(Excerpted records Opens)

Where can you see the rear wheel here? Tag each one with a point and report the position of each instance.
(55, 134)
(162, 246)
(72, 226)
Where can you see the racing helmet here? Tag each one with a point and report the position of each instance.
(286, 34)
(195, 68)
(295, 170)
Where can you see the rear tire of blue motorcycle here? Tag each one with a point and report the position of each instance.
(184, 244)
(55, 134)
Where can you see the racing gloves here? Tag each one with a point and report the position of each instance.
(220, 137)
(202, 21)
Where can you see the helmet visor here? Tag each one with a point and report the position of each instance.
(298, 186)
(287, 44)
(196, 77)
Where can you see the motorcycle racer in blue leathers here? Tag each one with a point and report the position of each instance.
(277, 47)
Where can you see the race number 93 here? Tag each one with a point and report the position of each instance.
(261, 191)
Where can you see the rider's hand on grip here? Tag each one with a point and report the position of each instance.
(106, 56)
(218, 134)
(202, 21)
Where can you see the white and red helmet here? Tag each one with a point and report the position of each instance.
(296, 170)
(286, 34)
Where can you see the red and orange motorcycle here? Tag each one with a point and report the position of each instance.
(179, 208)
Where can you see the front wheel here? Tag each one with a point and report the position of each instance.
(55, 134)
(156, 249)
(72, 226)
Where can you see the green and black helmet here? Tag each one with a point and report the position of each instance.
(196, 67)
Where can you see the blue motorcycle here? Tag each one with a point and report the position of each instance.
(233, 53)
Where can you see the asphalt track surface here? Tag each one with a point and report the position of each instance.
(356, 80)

(Excerpted records Closes)

--- What you should do ---
Reproduce exactly, with nothing added, the lines from the one that contains "Where can you see the red" to the end of the data.

--- Task output ---
Where can you see the red and orange motorcycle here? Tag each one with a point and report the position of each instance.
(179, 208)
Where can you see the front wheel here? Tag each one with a point and report the position of each instance.
(55, 134)
(156, 249)
(72, 226)
Where can you see the green and black helmet here? Tag each one with a point and report the position of each instance.
(196, 67)
Where can you see the blue motorcycle here? Tag each one with a point and report the position of each instance.
(233, 53)
Where can you see the asphalt track surface here? Tag each one with a point and report the position of each instance.
(356, 80)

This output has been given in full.